▶ [WRITTEN PROBLEM]: Reproduce all of the entries below character for character, leaving every line unchanged.

(Extracted records)

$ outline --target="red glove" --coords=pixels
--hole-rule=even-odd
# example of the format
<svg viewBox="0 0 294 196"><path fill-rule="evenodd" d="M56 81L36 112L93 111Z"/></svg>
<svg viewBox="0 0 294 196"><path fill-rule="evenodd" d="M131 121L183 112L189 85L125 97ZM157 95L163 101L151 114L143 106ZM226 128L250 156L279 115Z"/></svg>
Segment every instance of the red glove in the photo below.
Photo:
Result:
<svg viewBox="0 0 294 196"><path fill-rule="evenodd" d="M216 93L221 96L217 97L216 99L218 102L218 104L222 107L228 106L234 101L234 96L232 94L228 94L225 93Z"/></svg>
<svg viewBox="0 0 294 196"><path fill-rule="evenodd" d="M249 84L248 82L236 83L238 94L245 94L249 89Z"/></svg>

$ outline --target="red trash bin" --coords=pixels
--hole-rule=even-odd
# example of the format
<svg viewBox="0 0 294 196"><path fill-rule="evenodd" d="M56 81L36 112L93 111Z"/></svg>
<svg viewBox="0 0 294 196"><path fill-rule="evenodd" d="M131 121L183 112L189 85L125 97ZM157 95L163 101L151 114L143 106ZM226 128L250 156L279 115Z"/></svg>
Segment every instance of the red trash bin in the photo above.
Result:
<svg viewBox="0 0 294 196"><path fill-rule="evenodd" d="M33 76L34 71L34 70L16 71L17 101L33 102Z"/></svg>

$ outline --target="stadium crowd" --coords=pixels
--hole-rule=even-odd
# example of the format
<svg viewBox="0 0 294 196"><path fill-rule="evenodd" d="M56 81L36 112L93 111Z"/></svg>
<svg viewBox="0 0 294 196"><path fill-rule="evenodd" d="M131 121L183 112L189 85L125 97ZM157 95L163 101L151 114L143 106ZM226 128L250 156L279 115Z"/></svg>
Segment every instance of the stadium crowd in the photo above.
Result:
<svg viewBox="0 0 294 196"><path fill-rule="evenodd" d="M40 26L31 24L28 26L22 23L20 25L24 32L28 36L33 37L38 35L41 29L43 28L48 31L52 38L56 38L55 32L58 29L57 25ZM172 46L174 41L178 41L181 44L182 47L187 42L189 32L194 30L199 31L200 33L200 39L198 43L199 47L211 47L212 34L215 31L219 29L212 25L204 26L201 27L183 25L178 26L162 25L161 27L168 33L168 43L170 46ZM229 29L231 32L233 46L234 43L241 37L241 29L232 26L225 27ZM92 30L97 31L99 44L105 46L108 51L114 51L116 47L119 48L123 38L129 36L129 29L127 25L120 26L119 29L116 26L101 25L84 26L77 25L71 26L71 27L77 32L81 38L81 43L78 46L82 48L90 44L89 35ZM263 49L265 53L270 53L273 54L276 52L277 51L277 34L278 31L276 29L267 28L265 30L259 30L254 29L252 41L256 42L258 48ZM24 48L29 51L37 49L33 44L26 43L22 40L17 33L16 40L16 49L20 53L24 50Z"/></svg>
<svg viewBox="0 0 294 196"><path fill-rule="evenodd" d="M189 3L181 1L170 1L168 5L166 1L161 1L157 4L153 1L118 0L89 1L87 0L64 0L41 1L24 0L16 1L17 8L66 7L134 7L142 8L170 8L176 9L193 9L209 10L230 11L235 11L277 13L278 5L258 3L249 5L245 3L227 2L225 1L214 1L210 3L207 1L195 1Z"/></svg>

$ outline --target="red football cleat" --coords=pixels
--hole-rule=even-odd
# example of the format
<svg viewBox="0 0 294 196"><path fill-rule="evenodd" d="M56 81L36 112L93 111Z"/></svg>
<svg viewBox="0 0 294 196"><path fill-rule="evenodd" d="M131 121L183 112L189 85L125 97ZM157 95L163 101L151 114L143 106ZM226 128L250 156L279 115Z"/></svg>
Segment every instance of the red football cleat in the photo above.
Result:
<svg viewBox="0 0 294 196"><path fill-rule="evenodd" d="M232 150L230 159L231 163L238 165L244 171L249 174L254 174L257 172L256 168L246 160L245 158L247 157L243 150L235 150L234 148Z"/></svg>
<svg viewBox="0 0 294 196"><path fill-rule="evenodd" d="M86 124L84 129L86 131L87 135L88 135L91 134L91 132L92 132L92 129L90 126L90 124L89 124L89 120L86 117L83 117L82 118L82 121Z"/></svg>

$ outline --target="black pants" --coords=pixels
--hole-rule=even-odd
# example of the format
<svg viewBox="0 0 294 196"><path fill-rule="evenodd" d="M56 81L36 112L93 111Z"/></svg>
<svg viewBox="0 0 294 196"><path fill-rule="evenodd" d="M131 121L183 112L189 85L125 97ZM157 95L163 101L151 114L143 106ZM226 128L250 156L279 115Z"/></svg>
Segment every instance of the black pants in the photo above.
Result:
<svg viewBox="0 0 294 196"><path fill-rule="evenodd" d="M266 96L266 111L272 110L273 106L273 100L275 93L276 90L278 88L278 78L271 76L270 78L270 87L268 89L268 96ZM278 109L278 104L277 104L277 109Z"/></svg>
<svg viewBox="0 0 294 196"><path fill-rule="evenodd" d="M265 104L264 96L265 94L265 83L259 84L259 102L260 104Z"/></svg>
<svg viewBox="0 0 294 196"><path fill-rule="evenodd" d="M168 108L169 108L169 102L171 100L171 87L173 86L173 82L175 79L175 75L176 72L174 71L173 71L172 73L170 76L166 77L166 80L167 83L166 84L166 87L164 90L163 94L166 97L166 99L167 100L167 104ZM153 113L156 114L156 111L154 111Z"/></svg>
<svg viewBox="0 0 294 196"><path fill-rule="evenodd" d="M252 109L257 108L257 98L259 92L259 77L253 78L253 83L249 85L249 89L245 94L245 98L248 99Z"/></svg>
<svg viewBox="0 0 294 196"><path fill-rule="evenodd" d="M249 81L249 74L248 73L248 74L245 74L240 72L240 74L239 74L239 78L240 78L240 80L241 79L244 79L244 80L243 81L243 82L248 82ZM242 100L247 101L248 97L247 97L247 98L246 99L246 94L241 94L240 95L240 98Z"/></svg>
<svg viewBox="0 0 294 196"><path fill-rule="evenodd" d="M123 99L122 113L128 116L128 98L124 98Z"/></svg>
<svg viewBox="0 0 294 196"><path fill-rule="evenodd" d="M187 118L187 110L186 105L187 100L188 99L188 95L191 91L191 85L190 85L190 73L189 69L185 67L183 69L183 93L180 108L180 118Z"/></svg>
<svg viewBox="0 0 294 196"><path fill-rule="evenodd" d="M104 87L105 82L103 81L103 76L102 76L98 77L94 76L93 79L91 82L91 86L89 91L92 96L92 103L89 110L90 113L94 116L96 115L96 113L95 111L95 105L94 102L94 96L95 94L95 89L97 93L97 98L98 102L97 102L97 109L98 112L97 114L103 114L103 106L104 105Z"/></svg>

▶ [ANSWER]:
$ outline --target="red glove" --coords=pixels
--hole-rule=even-odd
# example of the format
<svg viewBox="0 0 294 196"><path fill-rule="evenodd" d="M56 81L36 112L93 111Z"/></svg>
<svg viewBox="0 0 294 196"><path fill-rule="evenodd" d="M131 121L183 112L189 85L125 97ZM157 95L163 101L151 114L143 106ZM226 128L250 156L279 115Z"/></svg>
Segment every instance of the red glove in the photo below.
Photo:
Result:
<svg viewBox="0 0 294 196"><path fill-rule="evenodd" d="M216 93L221 96L217 97L216 99L218 102L218 104L222 107L228 106L234 101L234 96L232 94L228 94L225 93Z"/></svg>
<svg viewBox="0 0 294 196"><path fill-rule="evenodd" d="M249 84L248 82L236 83L238 94L245 94L249 89Z"/></svg>

$ outline --target="red trash bin" --coords=pixels
--hole-rule=even-odd
# example of the format
<svg viewBox="0 0 294 196"><path fill-rule="evenodd" d="M56 81L36 112L93 111Z"/></svg>
<svg viewBox="0 0 294 196"><path fill-rule="evenodd" d="M131 121L183 112L189 85L125 97ZM157 95L163 101L151 114L143 106ZM226 128L250 156L279 115Z"/></svg>
Segment every instance of the red trash bin in the photo above.
Result:
<svg viewBox="0 0 294 196"><path fill-rule="evenodd" d="M33 76L34 71L34 70L16 71L17 101L33 102Z"/></svg>

$ outline --target="stadium crowd" --coords=pixels
--hole-rule=even-odd
# example of the format
<svg viewBox="0 0 294 196"><path fill-rule="evenodd" d="M56 81L36 112L93 111Z"/></svg>
<svg viewBox="0 0 294 196"><path fill-rule="evenodd" d="M131 121L183 112L189 85L125 97ZM157 95L163 101L151 114L143 106ZM226 128L250 156L279 115Z"/></svg>
Segment every instance of the stadium crowd in the photo above.
Result:
<svg viewBox="0 0 294 196"><path fill-rule="evenodd" d="M40 26L31 24L28 26L22 23L20 25L24 32L28 36L33 37L38 35L41 29L43 28L48 31L52 38L56 38L55 32L58 29L57 25ZM172 46L174 41L178 41L181 44L182 47L187 42L189 32L194 30L199 31L200 33L200 39L198 43L199 47L211 47L212 34L215 31L219 29L212 25L204 26L201 27L183 25L178 26L162 25L161 27L168 33L168 43L170 46ZM229 29L231 32L233 46L234 43L241 37L241 29L232 26L225 27ZM92 30L97 31L99 44L105 46L108 51L114 51L116 47L119 48L123 38L129 36L129 29L127 25L120 26L119 29L116 26L101 25L84 26L77 25L71 26L71 27L77 32L81 38L81 43L78 46L82 48L90 44L89 35ZM263 49L265 53L270 53L273 54L276 52L277 51L277 34L278 31L276 29L267 28L265 30L259 30L254 29L252 41L256 42L258 48ZM24 48L29 51L37 49L33 44L26 43L22 40L17 33L16 40L16 49L20 53L24 50Z"/></svg>
<svg viewBox="0 0 294 196"><path fill-rule="evenodd" d="M189 3L181 1L170 1L168 5L166 1L161 1L157 4L153 1L118 0L89 1L87 0L64 0L41 1L24 0L16 1L17 8L66 7L134 7L142 8L170 8L176 9L193 9L209 10L230 11L235 11L277 13L278 5L258 3L249 5L245 3L227 2L225 1L214 1L210 3L207 1L195 1Z"/></svg>

$ outline --target="red football cleat" --coords=pixels
--hole-rule=even-odd
# example of the format
<svg viewBox="0 0 294 196"><path fill-rule="evenodd" d="M56 81L36 112L93 111Z"/></svg>
<svg viewBox="0 0 294 196"><path fill-rule="evenodd" d="M131 121L183 112L189 85L125 97ZM157 95L163 101L151 114L143 106ZM226 128L250 156L279 115Z"/></svg>
Segment every instance of the red football cleat in the photo above.
Result:
<svg viewBox="0 0 294 196"><path fill-rule="evenodd" d="M232 150L230 159L231 163L238 165L244 171L249 174L254 174L257 172L256 168L246 160L245 158L247 157L243 150L235 150L234 148Z"/></svg>
<svg viewBox="0 0 294 196"><path fill-rule="evenodd" d="M86 124L84 129L86 131L87 135L88 135L91 134L91 132L92 132L92 129L90 126L90 124L89 124L89 120L86 117L83 117L82 118L82 121Z"/></svg>

$ outline --target="black pants" --coords=pixels
--hole-rule=even-odd
# example of the format
<svg viewBox="0 0 294 196"><path fill-rule="evenodd" d="M56 81L36 112L93 111Z"/></svg>
<svg viewBox="0 0 294 196"><path fill-rule="evenodd" d="M131 121L183 112L189 85L125 97ZM157 95L163 101L151 114L143 106ZM226 128L250 156L279 115Z"/></svg>
Segment every instance of the black pants in the photo above.
Result:
<svg viewBox="0 0 294 196"><path fill-rule="evenodd" d="M266 96L266 111L272 110L273 106L273 100L275 93L276 90L278 88L278 78L271 76L270 78L270 87L268 89L268 96ZM278 109L278 104L277 104L277 109Z"/></svg>
<svg viewBox="0 0 294 196"><path fill-rule="evenodd" d="M265 104L264 96L265 94L265 83L259 84L259 102L260 104Z"/></svg>
<svg viewBox="0 0 294 196"><path fill-rule="evenodd" d="M168 108L169 108L169 102L171 100L171 87L173 86L173 82L175 79L175 75L176 72L174 71L173 71L172 73L170 76L166 77L166 80L167 83L166 84L166 87L164 90L163 94L166 97L166 99L167 100L167 104ZM153 113L156 114L156 111L154 111Z"/></svg>
<svg viewBox="0 0 294 196"><path fill-rule="evenodd" d="M252 109L257 108L257 98L259 92L259 77L253 78L253 83L249 85L249 89L245 94L245 98L248 99Z"/></svg>
<svg viewBox="0 0 294 196"><path fill-rule="evenodd" d="M249 81L249 74L248 73L248 74L245 74L240 72L240 74L239 74L239 78L240 78L240 80L241 79L244 79L244 80L243 81L243 82L248 82ZM242 100L247 101L248 97L247 97L247 98L246 99L246 94L241 94L240 95L240 98Z"/></svg>
<svg viewBox="0 0 294 196"><path fill-rule="evenodd" d="M123 99L122 113L128 116L128 98L124 98Z"/></svg>
<svg viewBox="0 0 294 196"><path fill-rule="evenodd" d="M187 118L187 110L186 105L187 100L188 99L188 95L191 91L191 85L190 85L190 73L189 69L185 67L183 69L183 93L180 108L180 118Z"/></svg>
<svg viewBox="0 0 294 196"><path fill-rule="evenodd" d="M104 87L105 82L103 81L103 76L102 76L98 77L94 76L93 79L91 82L91 86L89 91L92 96L92 103L89 110L90 113L94 116L96 115L96 113L95 111L95 105L94 102L94 96L95 94L95 89L97 93L97 98L98 102L97 102L97 109L98 112L97 114L103 114L103 106L104 105Z"/></svg>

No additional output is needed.